## WHAT IS BEING ASKED
Taking the line with "Traffic-operations request: mark the concrete pillar" as the first, copy every line through the end of the records below exactly. Do not include pictures.

==============================

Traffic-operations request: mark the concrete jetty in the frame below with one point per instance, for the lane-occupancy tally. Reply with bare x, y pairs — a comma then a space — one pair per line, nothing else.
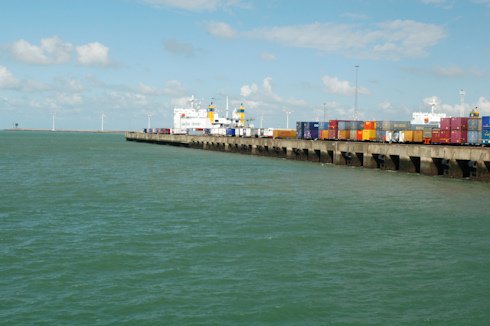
469, 162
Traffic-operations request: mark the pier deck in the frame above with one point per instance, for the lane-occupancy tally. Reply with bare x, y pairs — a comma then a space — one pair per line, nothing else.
452, 161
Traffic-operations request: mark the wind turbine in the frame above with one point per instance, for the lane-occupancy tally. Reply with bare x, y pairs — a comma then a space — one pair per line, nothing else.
52, 121
102, 122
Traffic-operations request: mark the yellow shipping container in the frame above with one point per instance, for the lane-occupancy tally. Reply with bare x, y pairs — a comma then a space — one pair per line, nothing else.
369, 134
408, 136
418, 136
284, 133
324, 134
344, 134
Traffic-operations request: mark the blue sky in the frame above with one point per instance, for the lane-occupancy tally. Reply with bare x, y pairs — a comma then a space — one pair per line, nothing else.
128, 58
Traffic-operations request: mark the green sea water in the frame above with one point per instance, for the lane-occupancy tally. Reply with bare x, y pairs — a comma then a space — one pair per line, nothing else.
97, 230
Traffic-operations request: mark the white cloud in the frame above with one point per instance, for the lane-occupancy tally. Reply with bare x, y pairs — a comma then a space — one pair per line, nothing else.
7, 80
174, 88
221, 30
93, 54
247, 90
389, 40
267, 56
456, 71
342, 87
179, 48
52, 50
193, 5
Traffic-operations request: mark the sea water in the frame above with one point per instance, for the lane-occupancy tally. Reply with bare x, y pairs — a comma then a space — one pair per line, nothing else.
97, 230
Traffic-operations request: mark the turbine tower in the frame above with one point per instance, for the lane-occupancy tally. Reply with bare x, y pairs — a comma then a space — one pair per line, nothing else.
52, 121
102, 122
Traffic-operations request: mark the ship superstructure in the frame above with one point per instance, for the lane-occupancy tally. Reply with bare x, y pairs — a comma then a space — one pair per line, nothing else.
194, 117
428, 118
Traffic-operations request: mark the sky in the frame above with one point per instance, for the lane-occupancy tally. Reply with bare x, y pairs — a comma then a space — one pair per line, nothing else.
80, 60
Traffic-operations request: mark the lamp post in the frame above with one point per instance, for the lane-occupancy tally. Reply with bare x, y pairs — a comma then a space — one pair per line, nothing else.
287, 118
149, 119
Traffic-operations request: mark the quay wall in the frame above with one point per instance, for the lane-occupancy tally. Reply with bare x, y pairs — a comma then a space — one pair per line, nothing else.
469, 162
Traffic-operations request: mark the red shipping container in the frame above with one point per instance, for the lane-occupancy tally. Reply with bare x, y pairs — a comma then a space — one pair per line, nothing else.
359, 135
370, 125
436, 136
459, 136
445, 124
445, 137
333, 124
459, 123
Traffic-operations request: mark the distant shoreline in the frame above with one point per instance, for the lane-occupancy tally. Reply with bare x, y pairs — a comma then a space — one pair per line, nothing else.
69, 130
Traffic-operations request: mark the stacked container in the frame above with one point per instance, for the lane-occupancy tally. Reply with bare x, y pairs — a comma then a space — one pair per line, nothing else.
369, 131
333, 129
344, 130
474, 131
459, 130
445, 134
485, 135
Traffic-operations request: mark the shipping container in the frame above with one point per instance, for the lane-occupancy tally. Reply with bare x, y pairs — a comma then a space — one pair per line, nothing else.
344, 134
445, 123
333, 124
388, 125
427, 132
474, 137
445, 137
485, 136
473, 124
359, 135
324, 134
436, 136
459, 136
352, 134
418, 136
369, 134
344, 125
356, 125
459, 123
369, 125
284, 133
485, 122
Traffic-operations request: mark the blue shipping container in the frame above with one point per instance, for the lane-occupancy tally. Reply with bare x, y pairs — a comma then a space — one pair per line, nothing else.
485, 136
485, 122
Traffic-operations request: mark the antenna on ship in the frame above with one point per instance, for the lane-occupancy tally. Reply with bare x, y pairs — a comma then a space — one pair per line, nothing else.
433, 105
461, 98
149, 119
227, 107
52, 121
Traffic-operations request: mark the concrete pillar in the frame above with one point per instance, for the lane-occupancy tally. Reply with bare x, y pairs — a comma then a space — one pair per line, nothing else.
406, 164
427, 166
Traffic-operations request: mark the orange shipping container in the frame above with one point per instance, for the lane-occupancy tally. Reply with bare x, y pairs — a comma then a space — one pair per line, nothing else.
324, 134
418, 136
284, 133
371, 125
369, 134
344, 134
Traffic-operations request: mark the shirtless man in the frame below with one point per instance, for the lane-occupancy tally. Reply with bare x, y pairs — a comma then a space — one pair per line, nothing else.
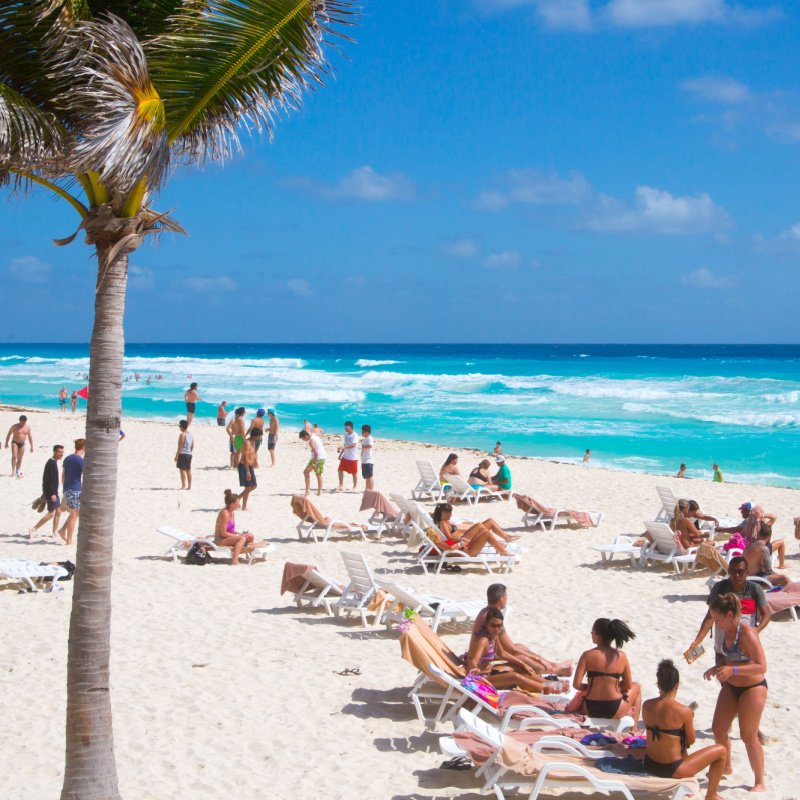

==============================

## RESPONSE TO THIS TASK
Traffic-operations request: mark the concrete pillar in the frame above with one point per instance, for the lane-occupancy tally. Reply with bare x, y pairs — a comma then a space — one pair per line, nothing else.
406, 164
427, 166
Traffic-operations request: mark the orange shipping container in the frame above with one point per instance, for the lane-occupancy tally. Reply with bare x, y pairs — a comma then a space — one pair per line, nothing else.
324, 134
418, 136
284, 133
371, 125
369, 134
344, 134
Traffic-operations request: mark the shirtless man in the frame below with one point per instance, for the lane-occupancy tally. Reply with bare x, y pairs — a comma then a space — one pair per line, nothing else.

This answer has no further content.